PROMPT
Copy the data from the line containing "of the decorative" through the line containing "241,74,260,110", requests included, scaling every bounding-box coordinate in the answers by 2.6 and rounding to whole numbers with halves rounded up. Leave the numbers in the requests and their format samples unchanged.
══════════════════════════════
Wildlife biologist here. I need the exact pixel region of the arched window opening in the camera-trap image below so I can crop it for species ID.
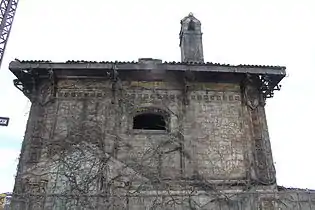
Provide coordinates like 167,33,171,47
133,113,166,130
188,20,196,31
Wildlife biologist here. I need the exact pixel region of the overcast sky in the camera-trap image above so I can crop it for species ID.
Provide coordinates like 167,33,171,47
0,0,315,192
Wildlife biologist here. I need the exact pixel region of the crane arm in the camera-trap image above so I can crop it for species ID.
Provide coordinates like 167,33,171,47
0,0,19,67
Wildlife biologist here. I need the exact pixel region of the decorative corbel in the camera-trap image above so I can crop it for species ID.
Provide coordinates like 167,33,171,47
110,65,119,104
183,70,194,105
39,69,57,106
241,74,260,110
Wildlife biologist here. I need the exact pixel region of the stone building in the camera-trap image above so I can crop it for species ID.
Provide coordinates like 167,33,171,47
10,14,315,210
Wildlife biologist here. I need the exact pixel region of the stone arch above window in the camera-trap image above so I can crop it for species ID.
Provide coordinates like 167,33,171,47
133,107,169,131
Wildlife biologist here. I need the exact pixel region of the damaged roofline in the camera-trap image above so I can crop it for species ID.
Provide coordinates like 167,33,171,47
9,61,286,77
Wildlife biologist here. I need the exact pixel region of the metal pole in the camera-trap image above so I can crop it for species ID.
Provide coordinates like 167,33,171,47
0,0,19,67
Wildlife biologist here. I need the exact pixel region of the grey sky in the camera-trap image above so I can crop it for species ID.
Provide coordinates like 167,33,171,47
0,0,315,192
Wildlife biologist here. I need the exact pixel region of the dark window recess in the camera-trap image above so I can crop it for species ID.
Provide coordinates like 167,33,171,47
133,114,166,130
188,20,195,31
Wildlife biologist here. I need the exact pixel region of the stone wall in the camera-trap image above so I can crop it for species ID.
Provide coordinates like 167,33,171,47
10,79,282,209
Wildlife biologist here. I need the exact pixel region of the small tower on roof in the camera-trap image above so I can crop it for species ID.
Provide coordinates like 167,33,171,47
179,13,204,62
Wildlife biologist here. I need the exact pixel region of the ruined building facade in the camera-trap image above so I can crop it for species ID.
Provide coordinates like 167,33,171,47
10,14,315,210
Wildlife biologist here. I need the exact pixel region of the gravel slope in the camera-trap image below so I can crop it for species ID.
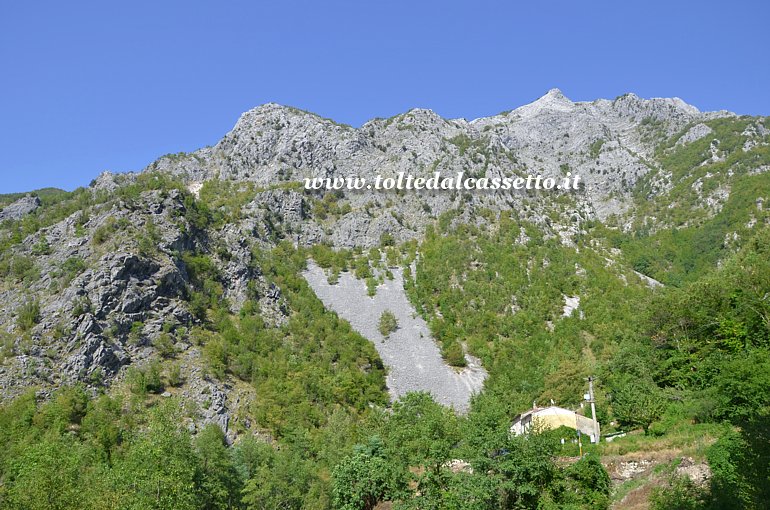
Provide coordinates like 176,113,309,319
303,261,487,412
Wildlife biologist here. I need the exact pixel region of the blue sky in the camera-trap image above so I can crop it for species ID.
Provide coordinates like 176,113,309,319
0,0,770,193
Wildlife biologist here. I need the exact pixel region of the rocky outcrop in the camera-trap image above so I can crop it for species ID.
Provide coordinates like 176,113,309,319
0,195,40,221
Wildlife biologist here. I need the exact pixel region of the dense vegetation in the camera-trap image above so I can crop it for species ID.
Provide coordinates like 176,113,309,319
0,113,770,510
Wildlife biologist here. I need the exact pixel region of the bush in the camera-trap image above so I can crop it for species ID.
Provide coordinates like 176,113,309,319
377,310,398,338
16,300,40,331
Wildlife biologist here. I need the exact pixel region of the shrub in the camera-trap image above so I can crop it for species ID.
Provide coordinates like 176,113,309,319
16,300,40,331
377,310,398,338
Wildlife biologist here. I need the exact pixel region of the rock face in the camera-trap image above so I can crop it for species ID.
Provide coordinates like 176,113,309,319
0,89,770,436
304,263,487,412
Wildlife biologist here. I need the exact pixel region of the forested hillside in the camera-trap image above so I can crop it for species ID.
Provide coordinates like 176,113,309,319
0,91,770,510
══════════════════════════════
REPLY
Wildlife biologist here. I need the exact pixel region of the decorative corbel in the camera-trap image above so I can crop it for species ID.
Provide coordinates like 167,33,171,47
286,169,309,270
476,182,504,273
101,179,148,276
627,192,676,286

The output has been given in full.